---------- DATA FOR THIS EXERCISE ----------

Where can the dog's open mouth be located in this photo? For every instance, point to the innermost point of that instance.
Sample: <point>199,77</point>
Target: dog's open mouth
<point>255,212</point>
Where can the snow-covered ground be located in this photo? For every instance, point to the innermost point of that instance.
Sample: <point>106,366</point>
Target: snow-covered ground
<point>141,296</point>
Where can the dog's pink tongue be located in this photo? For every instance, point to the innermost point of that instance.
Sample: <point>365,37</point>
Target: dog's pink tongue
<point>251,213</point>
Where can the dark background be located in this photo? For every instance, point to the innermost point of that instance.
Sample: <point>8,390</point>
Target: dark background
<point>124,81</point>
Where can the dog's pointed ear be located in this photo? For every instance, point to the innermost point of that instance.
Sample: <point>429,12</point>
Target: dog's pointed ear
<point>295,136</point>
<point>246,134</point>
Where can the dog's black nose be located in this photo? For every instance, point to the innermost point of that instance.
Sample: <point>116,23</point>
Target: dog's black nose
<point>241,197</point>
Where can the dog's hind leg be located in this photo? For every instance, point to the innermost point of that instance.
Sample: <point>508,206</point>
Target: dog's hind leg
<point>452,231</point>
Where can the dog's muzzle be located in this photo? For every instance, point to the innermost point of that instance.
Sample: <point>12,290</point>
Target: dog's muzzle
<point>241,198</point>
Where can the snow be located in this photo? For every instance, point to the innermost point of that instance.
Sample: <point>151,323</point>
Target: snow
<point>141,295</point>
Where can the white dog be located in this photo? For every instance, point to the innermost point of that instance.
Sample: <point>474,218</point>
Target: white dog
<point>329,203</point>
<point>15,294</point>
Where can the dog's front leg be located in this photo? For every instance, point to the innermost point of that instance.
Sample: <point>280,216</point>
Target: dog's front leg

----------

**EXERCISE AIM:** Search the material for the string "Sample" and show every line that has it.

**EXERCISE ANSWER:**
Sample: <point>199,77</point>
Sample: <point>106,366</point>
Sample: <point>365,37</point>
Sample: <point>8,390</point>
Sample: <point>429,12</point>
Sample: <point>116,23</point>
Sample: <point>508,206</point>
Sample: <point>12,290</point>
Sample: <point>151,323</point>
Sample: <point>474,218</point>
Sample: <point>280,216</point>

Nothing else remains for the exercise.